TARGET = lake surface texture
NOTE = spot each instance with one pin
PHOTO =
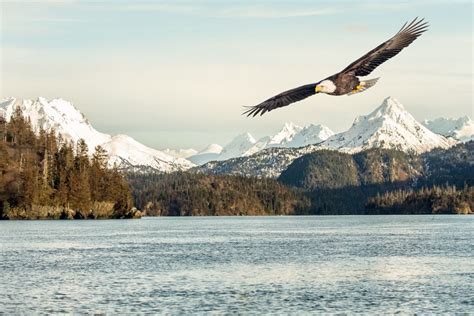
(369, 264)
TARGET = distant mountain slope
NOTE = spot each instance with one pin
(327, 169)
(461, 129)
(71, 124)
(290, 136)
(211, 152)
(389, 126)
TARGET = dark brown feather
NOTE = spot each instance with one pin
(282, 99)
(405, 36)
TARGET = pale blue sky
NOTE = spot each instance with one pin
(177, 73)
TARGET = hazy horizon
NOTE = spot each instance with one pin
(177, 74)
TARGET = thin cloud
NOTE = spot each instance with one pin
(232, 11)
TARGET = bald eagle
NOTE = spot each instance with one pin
(347, 82)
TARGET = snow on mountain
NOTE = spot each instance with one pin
(126, 152)
(290, 136)
(209, 153)
(71, 124)
(212, 149)
(461, 129)
(284, 136)
(56, 114)
(388, 126)
(312, 134)
(239, 146)
(180, 153)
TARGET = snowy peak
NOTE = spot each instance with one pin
(212, 149)
(180, 153)
(209, 153)
(285, 135)
(57, 114)
(310, 135)
(388, 126)
(72, 125)
(238, 146)
(461, 128)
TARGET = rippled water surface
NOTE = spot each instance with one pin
(260, 264)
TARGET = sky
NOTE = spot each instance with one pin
(176, 74)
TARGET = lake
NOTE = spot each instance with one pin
(389, 264)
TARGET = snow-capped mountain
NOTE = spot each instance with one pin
(290, 136)
(286, 135)
(461, 129)
(309, 135)
(71, 124)
(209, 153)
(180, 153)
(56, 114)
(239, 146)
(388, 126)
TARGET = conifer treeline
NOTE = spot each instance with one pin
(188, 194)
(44, 177)
(435, 200)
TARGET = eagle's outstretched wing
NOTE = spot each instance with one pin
(407, 34)
(282, 99)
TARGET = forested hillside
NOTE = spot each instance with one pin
(435, 200)
(185, 194)
(339, 183)
(43, 177)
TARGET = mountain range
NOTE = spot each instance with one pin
(389, 126)
(62, 116)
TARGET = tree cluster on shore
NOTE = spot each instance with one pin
(42, 177)
(188, 194)
(434, 200)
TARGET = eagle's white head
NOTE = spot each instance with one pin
(326, 86)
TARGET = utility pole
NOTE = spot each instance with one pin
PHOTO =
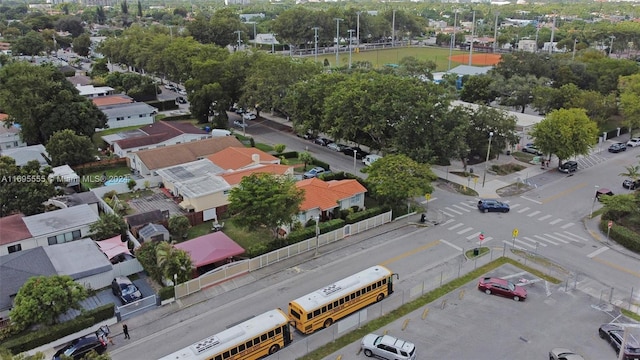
(473, 32)
(350, 31)
(315, 36)
(338, 41)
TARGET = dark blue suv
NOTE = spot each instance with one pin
(492, 206)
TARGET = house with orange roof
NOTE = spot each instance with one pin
(238, 158)
(326, 198)
(202, 186)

....

:: What needs to be done ::
Rewrite the items from the line with "TARGET = hazy horizon" through the end, swapping "spot" for "mark" and keeping everything else the same. Do not include the pictures.

:: Answer to the exercise ::
TARGET = hazy horizon
NOTE = mark each instance with one pin
(177, 74)
TARGET = thin cloud
NOTE = mark each instance with one pin
(232, 11)
TARGET = bald eagle
NOTE = mark each instance with one pin
(347, 82)
TARGET = snow on mountain
NOTE = mark each instance with one pin
(126, 152)
(290, 136)
(209, 153)
(71, 124)
(212, 149)
(461, 129)
(284, 136)
(56, 114)
(388, 126)
(312, 134)
(239, 146)
(180, 153)
TARGET = snowy peak
NOTE = mark each instance with one pin
(212, 149)
(180, 153)
(209, 153)
(285, 135)
(57, 114)
(310, 135)
(388, 126)
(72, 125)
(238, 146)
(461, 128)
TARGET = rippled water surface
NOTE = mark each instance with one pin
(260, 264)
TARGET = sky
NOTE = mark each instance with one pin
(176, 74)
TARGET = lake
NOTE = mark each instance with one pin
(389, 264)
TARGET = snow-capped mountain
NOTE = mark each instance with one pin
(290, 136)
(286, 135)
(461, 129)
(309, 135)
(71, 124)
(209, 153)
(180, 153)
(56, 114)
(239, 146)
(388, 126)
TARGET = conifer treeline
NOTE = mark each instance with one pin
(188, 194)
(44, 177)
(435, 200)
TARGET = eagle's outstretched wing
NOTE = mark each instance with one pin
(407, 34)
(282, 99)
TARGET = forested hillside
NOTE = mark each instance with one pin
(435, 200)
(185, 194)
(339, 183)
(43, 177)
TARGET = mountain range
NOTE = mark each instance with one pin
(389, 126)
(62, 116)
TARGET = tree cluster on shore
NOTE = mark each instance with one pin
(42, 177)
(188, 194)
(434, 200)
TARGET = eagle's white head
NOTE = mark each instance with one pin
(326, 86)
TARGET = utility pole
NOTE = mark each instance with one pin
PHOTO =
(473, 32)
(350, 31)
(315, 36)
(338, 41)
TARGET = dark blue suv
NOTE = mark each instance with one pin
(492, 206)
TARGET = house with orange roof
NOTE = mark each instance with one pin
(238, 158)
(326, 198)
(202, 186)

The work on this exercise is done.